**Task directions**
Update the part of the records that opens with the line containing "point_to MUST return one point per instance of the bird's foot" and runs through the end of the records, replacing "Result" with "Output" and keeping everything else the same. Give only that part.

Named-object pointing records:
_ _ _ _ _
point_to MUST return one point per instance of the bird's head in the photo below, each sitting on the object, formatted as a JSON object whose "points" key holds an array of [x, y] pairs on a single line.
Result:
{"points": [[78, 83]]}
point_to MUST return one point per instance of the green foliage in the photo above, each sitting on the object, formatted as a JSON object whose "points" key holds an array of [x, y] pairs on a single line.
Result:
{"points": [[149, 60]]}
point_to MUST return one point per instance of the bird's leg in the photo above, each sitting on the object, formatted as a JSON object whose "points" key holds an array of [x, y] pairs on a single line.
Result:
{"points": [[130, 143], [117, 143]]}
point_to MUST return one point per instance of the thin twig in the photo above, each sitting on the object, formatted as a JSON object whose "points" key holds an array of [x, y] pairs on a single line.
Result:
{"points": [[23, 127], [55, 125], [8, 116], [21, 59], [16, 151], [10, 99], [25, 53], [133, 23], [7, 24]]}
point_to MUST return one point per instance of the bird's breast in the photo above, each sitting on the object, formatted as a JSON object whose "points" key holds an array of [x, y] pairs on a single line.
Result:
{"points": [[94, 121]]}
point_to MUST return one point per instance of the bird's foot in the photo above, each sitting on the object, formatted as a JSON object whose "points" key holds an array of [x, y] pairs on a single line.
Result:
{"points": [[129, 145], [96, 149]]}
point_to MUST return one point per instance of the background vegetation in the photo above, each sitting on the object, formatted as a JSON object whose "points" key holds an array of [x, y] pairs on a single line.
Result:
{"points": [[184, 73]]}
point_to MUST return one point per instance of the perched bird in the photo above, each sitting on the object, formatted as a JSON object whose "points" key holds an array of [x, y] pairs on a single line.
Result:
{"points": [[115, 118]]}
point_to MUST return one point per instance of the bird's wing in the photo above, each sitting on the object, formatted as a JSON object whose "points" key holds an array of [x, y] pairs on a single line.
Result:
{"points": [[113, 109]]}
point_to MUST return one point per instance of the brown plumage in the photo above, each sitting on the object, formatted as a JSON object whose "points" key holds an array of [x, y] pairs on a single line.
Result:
_ _ _ _ _
**The result**
point_to MUST return one point per instance of the bird's foot in the photo above, each sitting on the object, formatted as a JSON object whose "points" key holds an array of [x, y] pairs on a single line.
Output:
{"points": [[129, 145], [96, 149]]}
point_to MUST return one point per instance of the background vegetation in the photo above, each sitting on the object, formatted as a JSON object whose "points" key holds an array of [x, y] pairs on a single line.
Output:
{"points": [[184, 73]]}
point_to MUST return one point per instance of the perched bird in the photo above, each sitting on the object, formatted as a JSON object whose "points" key holds an array of [x, y] pairs on a single line.
Output:
{"points": [[115, 118]]}
point_to MUST return one point per instance of the bird's wing in the photo above, each sitting on the object, formatted as a JSON object whose "points" key holds an array of [x, y] pairs on a single line.
Output:
{"points": [[113, 109]]}
point_to MUST return one point per instance of the brown plumage in the photo above, each sitting on the object, formatted as a JSON object whose "points" key holds an array of [x, y] pairs on a single line.
Output:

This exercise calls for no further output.